For nearly four decades, Europe’s product liability rules remained largely unchanged. In October 2024, the European Union adopted a new Product Liability Directive, replacing a framework that had been in place since 1985. The aim is to bring consumer protection into the age of artificial intelligence, circular-economy business models and sprawling global supply chains. It also tackles a persistent problem: injured consumers have long struggled to prove their cases against manufacturers armed with superior technical knowledge and deep pockets.
The new rules, which apply to products placed on the market after December 9th, 2026, introduce several mechanisms designed to level the playing field between consumers and producers. For those harmed by faulty goods, the changes could mean the difference between winning compensation and going home empty-handed.
The Burden Of Proof
Claimants must still prove three things: that the product was defective, that they suffered damage, and that the defect caused that damage. That sounds simple enough. In practice, it has been anything but. Manufacturers typically know far more about how their products are made and how they work than the people injured by them. This information asymmetry has long stymied claims, particularly those involving sophisticated technology.
Show Your Workings
The directive’s most significant innovation is a beefed-up right to disclosure. Member states must ensure that defendants hand over relevant evidence in their possession, provided the claimant has presented facts sufficient to make their case plausible. That shifts some of the investigative burden onto those best placed to bear it.
The right is not unlimited. Disclosure must be necessary and proportionate, and courts must weigh the legitimate interests of all parties, including the protection of confidential information and trade secrets.
Courts may also require that evidence be presented in an accessible and understandable manner—a provision that should prove handy when dealing with complex digital products or impenetrable technical documentation.
Manufacturers cannot simply hide behind claims of commercial confidentiality. Where trade secrets are at stake, courts can take measures to preserve confidentiality - restricting access to documents, limiting who may attend hearings, or allowing only redacted materials. The goal is to balance legitimate business interests against consumers’ right to justice.
Presumed Guilty
The directive introduces several rebuttable presumptions that tilt the scales towards claimants. These let courts infer defectiveness or causation from other proven facts, while still allowing defendants to argue otherwise.
Faulty Until Proven Otherwise
A product is presumed defective in three situations: when the defendant refuses to disclose relevant evidence; when the product fails to comply with mandatory safety requirements intended to prevent the type of harm suffered; or when damage results from an obvious malfunction during normal use.
The first presumption gives manufacturers a powerful incentive to cooperate. Stonewalling now carries a hefty legal cost.

::::::::::

TASK 1 ::
Answer these from the product liability text:
(a) Since what year had the framework replaced by the new directive been in place?
(b) What three things must claimants still prove?
(c) What measures can courts take to preserve confidentiality where trade secrets are at stake?
TASK 2 :: Resume the product liability text, picking up after its final sentence.

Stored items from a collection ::

::::::::::

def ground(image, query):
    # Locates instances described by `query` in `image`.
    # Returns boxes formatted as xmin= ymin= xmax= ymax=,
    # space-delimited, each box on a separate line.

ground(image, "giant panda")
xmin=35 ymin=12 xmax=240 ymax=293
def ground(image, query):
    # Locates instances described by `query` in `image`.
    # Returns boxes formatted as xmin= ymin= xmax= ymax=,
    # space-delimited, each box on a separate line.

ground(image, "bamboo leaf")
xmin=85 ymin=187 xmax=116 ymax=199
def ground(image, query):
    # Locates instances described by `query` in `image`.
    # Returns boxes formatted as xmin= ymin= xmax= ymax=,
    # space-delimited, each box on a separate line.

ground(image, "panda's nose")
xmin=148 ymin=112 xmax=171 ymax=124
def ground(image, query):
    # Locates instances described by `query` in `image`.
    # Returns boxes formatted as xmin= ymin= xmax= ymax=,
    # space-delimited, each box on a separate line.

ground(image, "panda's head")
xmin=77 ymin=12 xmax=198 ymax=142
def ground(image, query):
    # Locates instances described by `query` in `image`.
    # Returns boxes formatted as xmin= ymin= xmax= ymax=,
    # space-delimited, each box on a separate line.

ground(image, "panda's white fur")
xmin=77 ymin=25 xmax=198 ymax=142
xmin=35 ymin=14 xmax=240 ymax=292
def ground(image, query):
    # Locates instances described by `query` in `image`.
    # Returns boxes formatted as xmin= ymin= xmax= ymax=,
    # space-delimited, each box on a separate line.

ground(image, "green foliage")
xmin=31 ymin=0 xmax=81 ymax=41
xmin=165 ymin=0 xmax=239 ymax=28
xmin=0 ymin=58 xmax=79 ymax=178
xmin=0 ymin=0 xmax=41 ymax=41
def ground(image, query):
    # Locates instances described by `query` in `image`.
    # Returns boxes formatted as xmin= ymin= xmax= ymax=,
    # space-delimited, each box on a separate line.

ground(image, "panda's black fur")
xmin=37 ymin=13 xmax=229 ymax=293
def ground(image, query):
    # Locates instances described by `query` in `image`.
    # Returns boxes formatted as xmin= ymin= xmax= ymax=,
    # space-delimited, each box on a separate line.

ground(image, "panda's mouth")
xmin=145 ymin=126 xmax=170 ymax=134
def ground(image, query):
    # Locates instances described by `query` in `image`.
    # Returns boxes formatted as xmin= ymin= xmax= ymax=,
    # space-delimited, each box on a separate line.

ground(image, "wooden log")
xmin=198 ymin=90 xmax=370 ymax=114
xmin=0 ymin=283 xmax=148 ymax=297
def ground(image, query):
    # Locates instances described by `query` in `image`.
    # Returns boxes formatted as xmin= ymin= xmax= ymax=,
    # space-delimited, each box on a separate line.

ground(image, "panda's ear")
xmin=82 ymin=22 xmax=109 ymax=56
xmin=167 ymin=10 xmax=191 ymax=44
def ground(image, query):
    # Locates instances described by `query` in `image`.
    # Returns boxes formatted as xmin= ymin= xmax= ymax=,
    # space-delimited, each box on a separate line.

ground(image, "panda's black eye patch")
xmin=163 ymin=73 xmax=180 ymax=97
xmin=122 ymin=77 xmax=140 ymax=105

::::::::::

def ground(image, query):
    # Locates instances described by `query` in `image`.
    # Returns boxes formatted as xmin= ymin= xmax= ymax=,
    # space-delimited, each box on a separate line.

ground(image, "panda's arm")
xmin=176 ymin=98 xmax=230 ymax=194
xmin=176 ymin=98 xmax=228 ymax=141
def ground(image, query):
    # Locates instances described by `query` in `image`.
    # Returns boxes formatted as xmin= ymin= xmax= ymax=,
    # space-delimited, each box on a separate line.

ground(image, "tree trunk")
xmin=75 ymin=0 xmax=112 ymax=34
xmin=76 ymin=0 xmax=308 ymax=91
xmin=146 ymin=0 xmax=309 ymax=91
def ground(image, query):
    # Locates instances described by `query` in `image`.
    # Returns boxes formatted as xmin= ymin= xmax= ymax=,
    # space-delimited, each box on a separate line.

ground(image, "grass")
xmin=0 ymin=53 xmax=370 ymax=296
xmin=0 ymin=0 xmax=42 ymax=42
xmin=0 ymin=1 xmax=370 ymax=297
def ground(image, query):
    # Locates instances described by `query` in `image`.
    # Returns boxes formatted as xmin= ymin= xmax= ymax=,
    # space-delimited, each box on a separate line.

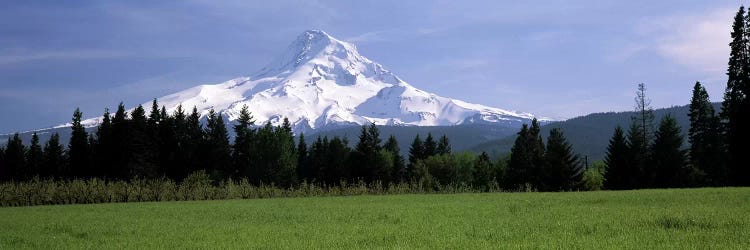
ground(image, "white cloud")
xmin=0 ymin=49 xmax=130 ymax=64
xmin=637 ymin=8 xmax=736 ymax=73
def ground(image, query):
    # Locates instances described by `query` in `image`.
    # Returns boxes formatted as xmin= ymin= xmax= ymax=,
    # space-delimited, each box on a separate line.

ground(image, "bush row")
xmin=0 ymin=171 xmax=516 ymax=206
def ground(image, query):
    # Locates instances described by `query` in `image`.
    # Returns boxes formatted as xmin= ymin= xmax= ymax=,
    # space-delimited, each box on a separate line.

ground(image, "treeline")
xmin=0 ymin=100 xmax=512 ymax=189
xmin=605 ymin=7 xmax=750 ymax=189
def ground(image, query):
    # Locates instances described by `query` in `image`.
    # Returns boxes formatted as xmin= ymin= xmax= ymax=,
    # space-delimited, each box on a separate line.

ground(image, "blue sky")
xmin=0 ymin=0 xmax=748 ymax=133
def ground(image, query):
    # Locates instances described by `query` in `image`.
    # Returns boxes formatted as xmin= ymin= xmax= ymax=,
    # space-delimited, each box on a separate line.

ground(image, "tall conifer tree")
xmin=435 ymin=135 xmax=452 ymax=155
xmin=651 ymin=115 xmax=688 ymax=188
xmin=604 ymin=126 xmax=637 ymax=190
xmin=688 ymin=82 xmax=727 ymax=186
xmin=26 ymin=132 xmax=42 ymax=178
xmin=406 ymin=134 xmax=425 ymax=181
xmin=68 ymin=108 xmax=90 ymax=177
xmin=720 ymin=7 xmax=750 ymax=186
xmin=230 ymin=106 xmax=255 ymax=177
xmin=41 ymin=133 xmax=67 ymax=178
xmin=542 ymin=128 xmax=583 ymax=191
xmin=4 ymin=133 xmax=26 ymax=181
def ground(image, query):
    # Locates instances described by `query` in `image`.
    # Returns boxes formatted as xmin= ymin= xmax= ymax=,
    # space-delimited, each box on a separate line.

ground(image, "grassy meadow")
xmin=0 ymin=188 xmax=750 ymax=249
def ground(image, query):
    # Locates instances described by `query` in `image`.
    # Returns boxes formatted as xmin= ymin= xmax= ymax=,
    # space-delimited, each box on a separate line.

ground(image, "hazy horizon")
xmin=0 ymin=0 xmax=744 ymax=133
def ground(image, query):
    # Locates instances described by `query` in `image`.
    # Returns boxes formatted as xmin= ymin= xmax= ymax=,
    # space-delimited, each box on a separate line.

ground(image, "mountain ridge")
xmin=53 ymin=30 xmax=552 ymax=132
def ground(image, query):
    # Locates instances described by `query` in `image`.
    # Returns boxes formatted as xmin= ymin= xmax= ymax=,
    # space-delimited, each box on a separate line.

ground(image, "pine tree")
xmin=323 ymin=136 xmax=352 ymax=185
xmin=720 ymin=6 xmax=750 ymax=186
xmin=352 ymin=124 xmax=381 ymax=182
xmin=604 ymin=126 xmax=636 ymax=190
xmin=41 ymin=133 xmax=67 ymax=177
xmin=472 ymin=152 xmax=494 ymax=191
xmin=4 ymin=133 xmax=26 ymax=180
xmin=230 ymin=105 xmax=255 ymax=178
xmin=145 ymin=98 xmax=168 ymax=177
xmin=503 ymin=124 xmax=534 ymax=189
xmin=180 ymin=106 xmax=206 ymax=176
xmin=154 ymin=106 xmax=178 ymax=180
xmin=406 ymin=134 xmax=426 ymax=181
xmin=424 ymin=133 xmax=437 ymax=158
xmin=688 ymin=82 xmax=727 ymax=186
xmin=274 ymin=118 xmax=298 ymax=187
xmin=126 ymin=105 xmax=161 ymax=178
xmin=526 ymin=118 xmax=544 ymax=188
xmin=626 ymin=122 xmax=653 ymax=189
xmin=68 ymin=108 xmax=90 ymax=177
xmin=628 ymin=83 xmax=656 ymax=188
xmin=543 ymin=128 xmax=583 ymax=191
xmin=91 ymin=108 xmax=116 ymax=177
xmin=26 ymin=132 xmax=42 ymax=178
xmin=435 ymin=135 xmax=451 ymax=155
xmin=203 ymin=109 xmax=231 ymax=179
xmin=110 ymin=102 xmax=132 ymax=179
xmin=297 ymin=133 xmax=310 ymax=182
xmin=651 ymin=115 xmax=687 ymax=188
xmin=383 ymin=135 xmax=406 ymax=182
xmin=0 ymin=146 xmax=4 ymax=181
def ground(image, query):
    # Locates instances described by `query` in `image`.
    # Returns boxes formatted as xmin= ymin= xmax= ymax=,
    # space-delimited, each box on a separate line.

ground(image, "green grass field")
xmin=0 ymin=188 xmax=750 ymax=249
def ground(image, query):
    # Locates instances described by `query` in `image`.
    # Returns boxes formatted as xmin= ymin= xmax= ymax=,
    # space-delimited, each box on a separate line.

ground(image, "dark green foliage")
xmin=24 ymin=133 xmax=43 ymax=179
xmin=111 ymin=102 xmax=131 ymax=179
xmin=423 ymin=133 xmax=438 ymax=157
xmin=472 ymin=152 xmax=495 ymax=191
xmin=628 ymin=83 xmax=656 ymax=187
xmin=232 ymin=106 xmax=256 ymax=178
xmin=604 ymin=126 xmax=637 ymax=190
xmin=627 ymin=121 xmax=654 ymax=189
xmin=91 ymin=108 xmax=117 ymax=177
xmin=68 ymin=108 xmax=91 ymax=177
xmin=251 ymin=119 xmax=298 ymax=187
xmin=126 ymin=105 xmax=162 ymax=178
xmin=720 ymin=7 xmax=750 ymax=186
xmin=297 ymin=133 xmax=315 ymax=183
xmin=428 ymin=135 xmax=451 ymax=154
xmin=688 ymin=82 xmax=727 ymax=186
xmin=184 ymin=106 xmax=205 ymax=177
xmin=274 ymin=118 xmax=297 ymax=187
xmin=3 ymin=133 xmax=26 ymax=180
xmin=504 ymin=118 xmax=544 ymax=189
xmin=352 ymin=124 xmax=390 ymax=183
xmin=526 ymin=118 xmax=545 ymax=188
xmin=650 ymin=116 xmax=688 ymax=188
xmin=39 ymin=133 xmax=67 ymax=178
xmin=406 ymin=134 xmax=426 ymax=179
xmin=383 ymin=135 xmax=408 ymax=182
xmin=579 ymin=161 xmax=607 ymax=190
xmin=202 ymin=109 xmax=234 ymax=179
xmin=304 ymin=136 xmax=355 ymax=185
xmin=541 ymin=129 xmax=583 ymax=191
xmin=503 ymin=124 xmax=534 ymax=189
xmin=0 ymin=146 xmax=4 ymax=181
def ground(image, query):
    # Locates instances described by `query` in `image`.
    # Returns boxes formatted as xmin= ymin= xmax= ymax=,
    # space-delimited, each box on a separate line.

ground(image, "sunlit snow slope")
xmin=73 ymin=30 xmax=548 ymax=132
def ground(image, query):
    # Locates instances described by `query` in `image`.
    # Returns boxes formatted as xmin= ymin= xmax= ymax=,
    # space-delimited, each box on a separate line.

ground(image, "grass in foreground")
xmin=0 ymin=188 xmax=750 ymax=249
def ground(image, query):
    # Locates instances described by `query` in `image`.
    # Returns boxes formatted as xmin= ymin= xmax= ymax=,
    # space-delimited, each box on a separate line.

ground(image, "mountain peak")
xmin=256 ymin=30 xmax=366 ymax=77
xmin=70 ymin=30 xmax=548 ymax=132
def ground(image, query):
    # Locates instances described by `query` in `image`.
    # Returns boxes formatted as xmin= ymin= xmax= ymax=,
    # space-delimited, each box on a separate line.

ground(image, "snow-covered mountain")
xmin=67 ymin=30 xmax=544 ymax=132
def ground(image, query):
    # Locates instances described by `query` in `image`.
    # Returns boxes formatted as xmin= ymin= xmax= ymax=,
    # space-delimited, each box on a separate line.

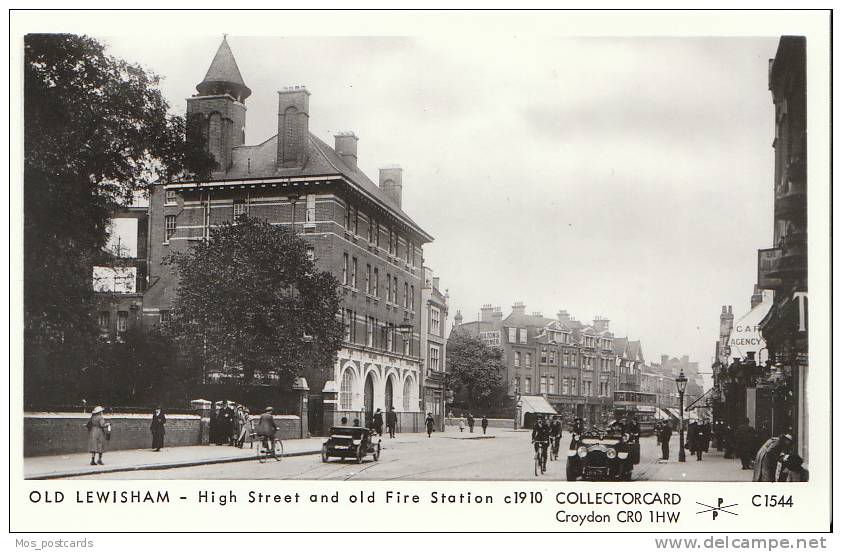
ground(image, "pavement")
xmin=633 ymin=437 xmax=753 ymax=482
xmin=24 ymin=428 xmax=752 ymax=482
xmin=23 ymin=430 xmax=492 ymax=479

::::::::::

YOUR RESPONSE 1 ::
(a) 1985.
(b) That the product was defective, that they suffered damage, and that the defect caused that damage.
(c) Restricting access to documents, limiting who may attend hearings, or allowing only redacted materials.

YOUR RESPONSE 2 ::
Connecting Cause And Effect
Once a product is established as defective, causation is presumed if the damage is of a kind typically consistent with that defect. If similar cases have shown that a particular type of defect typically causes a particular type of harm, claimants need not prove the link afresh.
The Complexity Defence
Most significantly, courts must presume defectiveness or causation, or both, when claimants face “excessive difficulties” in proving their case, particularly due to technical or scientific complexity. The claimant need only demonstrate that defectiveness or causation is likely.
What counts as excessive difficulty? Courts will decide case by case, weighing factors such as the complexity of the product (an innovative medical device, say), the technology involved (machine learning, for instance), the data requiring analysis, and the intricacy of the causal chain.
Crucially, claimants need only argue that they face excessive difficulties - they need not prove it. Someone injured by an AI system, for example, should not have to explain precisely how the system works or why its characteristics make causation hard to establish.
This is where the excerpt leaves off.